(Dataset entries)

..........

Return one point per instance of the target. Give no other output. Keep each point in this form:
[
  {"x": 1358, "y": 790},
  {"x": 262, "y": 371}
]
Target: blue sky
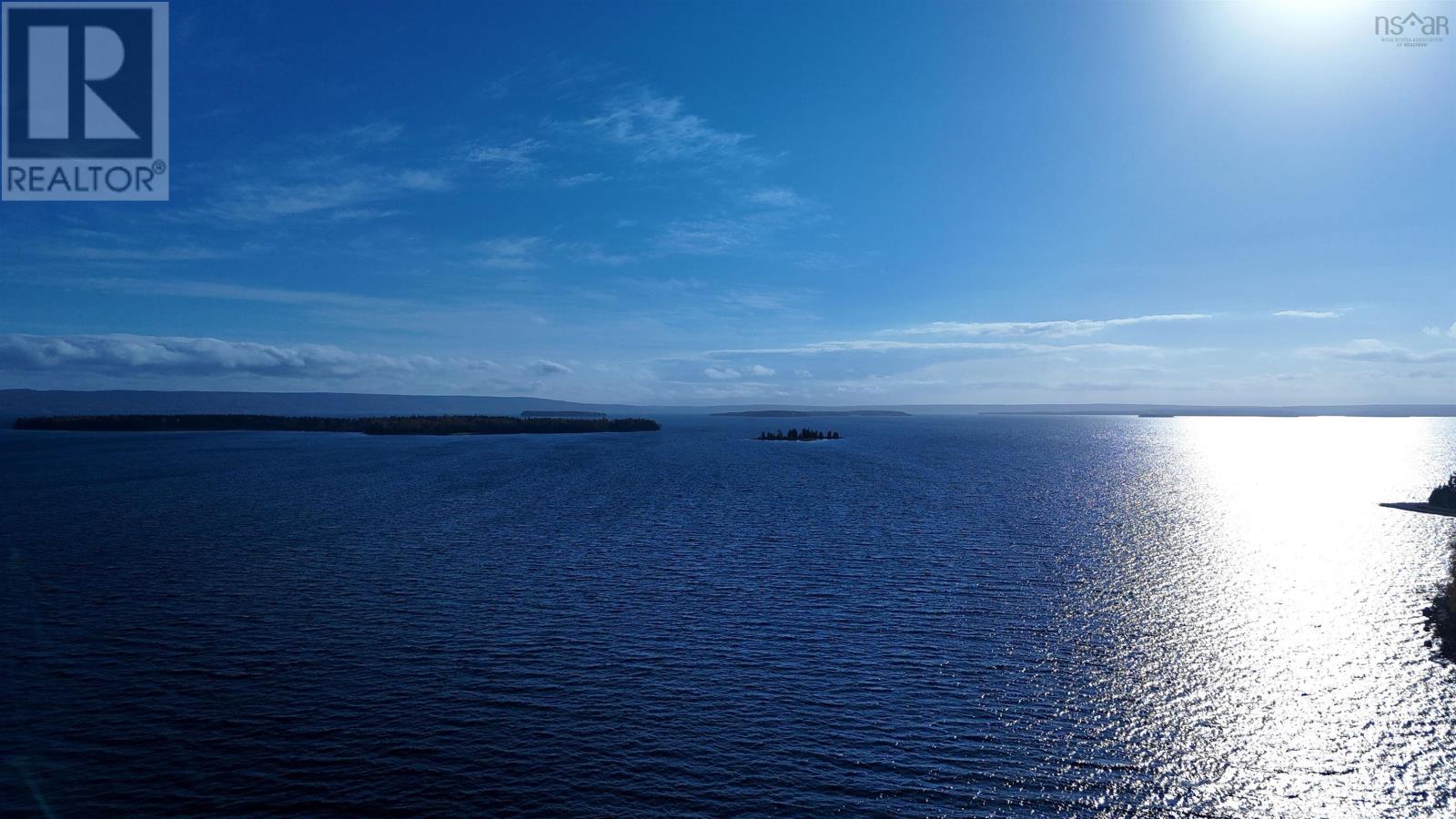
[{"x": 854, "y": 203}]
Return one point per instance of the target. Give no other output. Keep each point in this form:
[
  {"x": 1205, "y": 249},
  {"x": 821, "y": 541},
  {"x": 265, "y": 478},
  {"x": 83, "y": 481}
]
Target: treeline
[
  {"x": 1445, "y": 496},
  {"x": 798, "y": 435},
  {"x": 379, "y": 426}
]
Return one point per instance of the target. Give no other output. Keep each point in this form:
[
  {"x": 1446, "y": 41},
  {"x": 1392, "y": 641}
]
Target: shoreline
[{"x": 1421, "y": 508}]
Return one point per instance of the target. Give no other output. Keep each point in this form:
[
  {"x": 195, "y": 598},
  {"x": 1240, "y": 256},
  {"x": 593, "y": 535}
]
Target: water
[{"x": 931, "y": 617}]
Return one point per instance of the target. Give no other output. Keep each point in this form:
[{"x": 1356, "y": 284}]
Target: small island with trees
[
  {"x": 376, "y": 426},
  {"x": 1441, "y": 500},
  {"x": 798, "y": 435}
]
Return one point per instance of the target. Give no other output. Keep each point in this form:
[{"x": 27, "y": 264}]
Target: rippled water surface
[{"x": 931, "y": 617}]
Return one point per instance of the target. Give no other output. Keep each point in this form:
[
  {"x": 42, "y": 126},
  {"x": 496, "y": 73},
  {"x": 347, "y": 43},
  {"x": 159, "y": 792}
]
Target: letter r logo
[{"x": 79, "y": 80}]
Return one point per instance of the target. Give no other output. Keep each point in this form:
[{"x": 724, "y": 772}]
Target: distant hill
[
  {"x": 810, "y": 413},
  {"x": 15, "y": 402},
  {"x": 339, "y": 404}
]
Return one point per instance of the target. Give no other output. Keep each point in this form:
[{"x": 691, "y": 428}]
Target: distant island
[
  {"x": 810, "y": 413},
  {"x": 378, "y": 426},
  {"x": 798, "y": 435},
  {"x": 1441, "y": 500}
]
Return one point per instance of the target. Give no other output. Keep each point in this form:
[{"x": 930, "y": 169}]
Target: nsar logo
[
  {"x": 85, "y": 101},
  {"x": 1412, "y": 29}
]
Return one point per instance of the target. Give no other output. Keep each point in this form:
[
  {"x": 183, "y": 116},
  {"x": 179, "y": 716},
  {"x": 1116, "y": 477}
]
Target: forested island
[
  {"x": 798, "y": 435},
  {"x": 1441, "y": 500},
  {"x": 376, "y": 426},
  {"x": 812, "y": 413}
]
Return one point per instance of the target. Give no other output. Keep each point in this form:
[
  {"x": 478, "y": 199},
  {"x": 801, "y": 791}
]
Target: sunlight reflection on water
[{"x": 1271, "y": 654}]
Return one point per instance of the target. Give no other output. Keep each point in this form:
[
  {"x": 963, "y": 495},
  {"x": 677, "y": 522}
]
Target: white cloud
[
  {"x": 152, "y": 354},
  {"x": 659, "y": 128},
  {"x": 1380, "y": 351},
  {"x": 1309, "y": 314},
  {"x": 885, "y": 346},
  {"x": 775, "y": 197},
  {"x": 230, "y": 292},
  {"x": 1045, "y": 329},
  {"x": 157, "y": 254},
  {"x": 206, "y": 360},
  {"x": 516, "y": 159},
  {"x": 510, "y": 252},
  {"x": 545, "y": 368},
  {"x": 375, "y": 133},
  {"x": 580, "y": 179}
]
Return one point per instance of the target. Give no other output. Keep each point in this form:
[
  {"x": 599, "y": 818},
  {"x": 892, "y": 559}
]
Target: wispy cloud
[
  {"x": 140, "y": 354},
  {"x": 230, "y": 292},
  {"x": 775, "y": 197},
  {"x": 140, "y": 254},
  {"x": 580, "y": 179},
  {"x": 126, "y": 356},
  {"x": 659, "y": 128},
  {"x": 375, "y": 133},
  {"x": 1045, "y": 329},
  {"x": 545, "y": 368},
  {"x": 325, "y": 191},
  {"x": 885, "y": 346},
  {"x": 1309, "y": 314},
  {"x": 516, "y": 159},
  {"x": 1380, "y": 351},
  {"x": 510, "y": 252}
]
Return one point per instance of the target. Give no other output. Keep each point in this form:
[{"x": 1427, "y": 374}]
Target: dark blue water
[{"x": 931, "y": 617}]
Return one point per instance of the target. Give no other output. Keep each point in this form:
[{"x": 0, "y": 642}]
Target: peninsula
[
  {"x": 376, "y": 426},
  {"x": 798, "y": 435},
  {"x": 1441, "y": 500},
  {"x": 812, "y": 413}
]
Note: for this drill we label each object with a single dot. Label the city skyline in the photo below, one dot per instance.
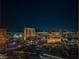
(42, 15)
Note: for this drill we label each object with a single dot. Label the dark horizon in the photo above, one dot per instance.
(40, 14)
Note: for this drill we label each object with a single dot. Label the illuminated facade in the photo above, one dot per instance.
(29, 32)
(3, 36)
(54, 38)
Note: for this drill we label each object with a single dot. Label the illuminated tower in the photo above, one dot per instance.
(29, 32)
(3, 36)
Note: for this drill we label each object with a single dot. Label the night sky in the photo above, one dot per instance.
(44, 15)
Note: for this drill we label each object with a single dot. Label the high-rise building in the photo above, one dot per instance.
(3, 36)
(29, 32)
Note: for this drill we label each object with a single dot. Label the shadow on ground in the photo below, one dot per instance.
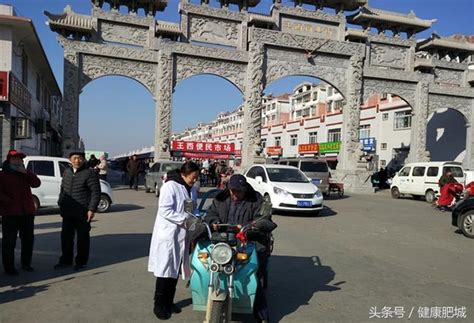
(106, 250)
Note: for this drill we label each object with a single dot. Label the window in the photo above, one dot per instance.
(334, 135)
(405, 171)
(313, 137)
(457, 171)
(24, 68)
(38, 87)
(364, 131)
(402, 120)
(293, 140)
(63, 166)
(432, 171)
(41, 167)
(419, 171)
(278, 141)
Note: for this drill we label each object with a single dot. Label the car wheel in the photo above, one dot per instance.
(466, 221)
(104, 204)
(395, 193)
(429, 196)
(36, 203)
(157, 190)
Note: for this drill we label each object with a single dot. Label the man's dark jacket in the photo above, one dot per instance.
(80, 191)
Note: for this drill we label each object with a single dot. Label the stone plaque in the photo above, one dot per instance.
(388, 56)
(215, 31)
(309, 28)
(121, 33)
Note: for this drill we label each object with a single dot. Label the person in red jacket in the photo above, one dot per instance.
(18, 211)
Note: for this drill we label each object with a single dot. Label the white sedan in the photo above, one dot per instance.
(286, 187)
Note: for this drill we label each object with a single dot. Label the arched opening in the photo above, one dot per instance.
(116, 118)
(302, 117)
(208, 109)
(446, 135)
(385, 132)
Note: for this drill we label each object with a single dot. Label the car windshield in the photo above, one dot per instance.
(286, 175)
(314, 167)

..........

#### How to complete this task
In your copy, include no pictures; print every line above exactly.

#### Reply to the task
Return one point per instance of the target. Give no other output. Keep each point in this form:
[
  {"x": 1358, "y": 790},
  {"x": 262, "y": 371}
]
Target: blue sky
[{"x": 854, "y": 203}]
Return one point per instance of the target. Give no other output. Keep each point in this form:
[
  {"x": 1205, "y": 249},
  {"x": 821, "y": 541},
  {"x": 265, "y": 478},
  {"x": 83, "y": 481}
]
Target: treeline
[
  {"x": 1445, "y": 496},
  {"x": 798, "y": 435},
  {"x": 379, "y": 426}
]
Return one point per instance of the target. Give no other output. Keep each point in this form:
[
  {"x": 1446, "y": 41},
  {"x": 1392, "y": 641}
]
Target: shoreline
[{"x": 1421, "y": 508}]
Return one point per instance of the target. Give no other output. Keep each point in this form:
[
  {"x": 195, "y": 598},
  {"x": 1240, "y": 256},
  {"x": 593, "y": 535}
]
Target: water
[{"x": 931, "y": 617}]
Return one point per instance of the target. Give no other output. Keep each point in this form:
[{"x": 1356, "y": 284}]
Target: small island with trees
[
  {"x": 376, "y": 426},
  {"x": 1441, "y": 500},
  {"x": 798, "y": 435}
]
Return one point per instance of the target. Give no other output. Keep each point in this form:
[{"x": 27, "y": 264}]
Target: rippled water surface
[{"x": 931, "y": 617}]
Return one point per instance of the target. Give no other output. Keep each point in this form:
[
  {"x": 42, "y": 126},
  {"x": 496, "y": 73},
  {"x": 347, "y": 43},
  {"x": 159, "y": 792}
]
Target: letter r logo
[{"x": 79, "y": 80}]
Return one point per instance of the target. Give no other output. Keep each point in this form:
[{"x": 724, "y": 772}]
Target: distant hill
[
  {"x": 810, "y": 413},
  {"x": 15, "y": 402},
  {"x": 339, "y": 404}
]
Return one point per instance of the target. Give no other output. Keep each point in this form:
[{"x": 691, "y": 428}]
Target: distant island
[
  {"x": 810, "y": 413},
  {"x": 378, "y": 426},
  {"x": 798, "y": 435},
  {"x": 1441, "y": 500}
]
Return one point per instance of the target. Give no other output. Keep each point in this form:
[{"x": 930, "y": 169}]
Target: nsar logo
[
  {"x": 85, "y": 101},
  {"x": 1412, "y": 29}
]
Return one point per instance of the target. Give no other output. Keep each point in this form:
[
  {"x": 183, "y": 116},
  {"x": 179, "y": 716},
  {"x": 1116, "y": 477}
]
Target: forested island
[
  {"x": 798, "y": 435},
  {"x": 1441, "y": 500},
  {"x": 376, "y": 426},
  {"x": 812, "y": 413}
]
Return one point per instance of the target. Give no other output. Keep each point in this form:
[
  {"x": 478, "y": 199},
  {"x": 801, "y": 791}
]
Target: sunlight reflection on water
[{"x": 1271, "y": 654}]
Return one point per instance of the target. Give no other output. Keep each point in this form:
[
  {"x": 963, "y": 495},
  {"x": 677, "y": 522}
]
Target: white cloud
[
  {"x": 152, "y": 354},
  {"x": 659, "y": 128},
  {"x": 1380, "y": 351},
  {"x": 1309, "y": 314},
  {"x": 885, "y": 346},
  {"x": 775, "y": 197},
  {"x": 230, "y": 292},
  {"x": 1045, "y": 329},
  {"x": 157, "y": 254},
  {"x": 206, "y": 360},
  {"x": 516, "y": 159},
  {"x": 510, "y": 252},
  {"x": 545, "y": 368},
  {"x": 375, "y": 133},
  {"x": 580, "y": 179}
]
Return one point per instance of the target. Give no other output. Keep each point in this form:
[
  {"x": 599, "y": 818},
  {"x": 892, "y": 559}
]
Target: wispy cloud
[
  {"x": 140, "y": 354},
  {"x": 230, "y": 292},
  {"x": 775, "y": 197},
  {"x": 140, "y": 254},
  {"x": 580, "y": 179},
  {"x": 126, "y": 356},
  {"x": 659, "y": 128},
  {"x": 375, "y": 133},
  {"x": 1045, "y": 329},
  {"x": 545, "y": 368},
  {"x": 325, "y": 191},
  {"x": 885, "y": 346},
  {"x": 1309, "y": 314},
  {"x": 516, "y": 159},
  {"x": 1380, "y": 351},
  {"x": 510, "y": 252}
]
Return one point per instance of the target. Give no other output. Keep each point in this form:
[{"x": 1427, "y": 374}]
Target: dark blue water
[{"x": 931, "y": 617}]
Return one point per instance of the target. Give no other output. Keep each point in this form:
[{"x": 0, "y": 642}]
Target: peninsula
[
  {"x": 376, "y": 426},
  {"x": 798, "y": 435},
  {"x": 1441, "y": 500},
  {"x": 812, "y": 413}
]
Note: for this drill we label each object with a single dot. Label the city skyline in the photo below, one dot per instance.
(42, 15)
Note: for this drill we label each object with a single dot. Label the dark horizon in the photo above, one dot per instance.
(40, 14)
Note: for this drill we label each object with a single dot. Label the illuminated facade in the photo above, one dot per instance.
(29, 32)
(3, 36)
(54, 38)
Note: for this drill we label each object with a single dot. Label the illuminated tower in the photo above, one dot per instance.
(29, 32)
(3, 36)
Note: for this drill we label each object with a single dot. Label the night sky in the photo above, one dot per instance.
(44, 15)
Note: for this drill we label each object with a single dot. Label the high-rise building in the photo above, one dot per instance.
(3, 36)
(29, 32)
Note: for this drill we label each object with a single dot. Label the shadow on ground in the photo below, one dot per instance.
(106, 250)
Note: for this drill we label each object with a single dot. Label the window in the photo above, one dot per instance.
(334, 135)
(405, 171)
(313, 137)
(457, 171)
(24, 68)
(38, 87)
(364, 131)
(402, 120)
(293, 140)
(63, 166)
(432, 171)
(41, 167)
(419, 171)
(278, 141)
Note: for this drill we label each object with a single dot. Label the car wheel in the photo above, one dot per instance.
(466, 221)
(104, 204)
(395, 193)
(429, 196)
(36, 203)
(157, 190)
Note: for this drill we label each object with a single dot. Label the man's dark jacket in the photo above, one dot per instance.
(80, 191)
Note: for this drill we label each object with a single dot. Label the stone plaque in the photo above, one dot per instance.
(388, 56)
(215, 31)
(309, 28)
(121, 33)
Note: for this drill we label each object with a single dot. Label the person in red jacket in the photo above, one dot per instance.
(18, 211)
Note: for this drill we label each object with a single dot. Label the white sedan in the photo above, one dot per instance.
(286, 187)
Note: for this drill we label each object with a single dot. Label the arched opening in the photo above, one dot per instance.
(116, 118)
(302, 117)
(208, 109)
(446, 135)
(385, 132)
Note: for this drill we label each object with a single dot. Label the car windshield in the photo above, one dot per instance.
(286, 175)
(314, 167)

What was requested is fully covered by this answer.